» **Problem to solve**: Convert every line of the records below into a JSON list of strings, one string per line, with blank lines skipped and the pictures left out.

--------

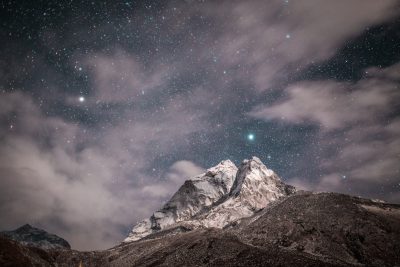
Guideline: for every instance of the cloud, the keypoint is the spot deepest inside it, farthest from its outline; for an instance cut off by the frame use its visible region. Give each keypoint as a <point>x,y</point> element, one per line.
<point>358,138</point>
<point>174,178</point>
<point>121,77</point>
<point>269,41</point>
<point>53,175</point>
<point>90,182</point>
<point>334,105</point>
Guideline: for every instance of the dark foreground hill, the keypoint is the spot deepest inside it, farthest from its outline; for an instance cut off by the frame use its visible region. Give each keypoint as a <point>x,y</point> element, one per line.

--------

» **Written solution**:
[
  "Guideline: for every instance of the cloud, the keypoint is the spot deepest inside it, farthest from its outline; for an instance cut off by the frame use its visible region. Give each keypoint as a <point>x,y</point> element, one per line.",
  "<point>358,138</point>",
  "<point>174,178</point>",
  "<point>121,77</point>",
  "<point>269,41</point>",
  "<point>53,175</point>",
  "<point>90,182</point>",
  "<point>334,105</point>",
  "Guideline: for every instance of the dark foreground hill, the keypoint is the spot deepest inside it, farthest from its outline; for an instance cut off by the frame use its visible region. Give each keypoint as a <point>x,y</point> element, one per line."
]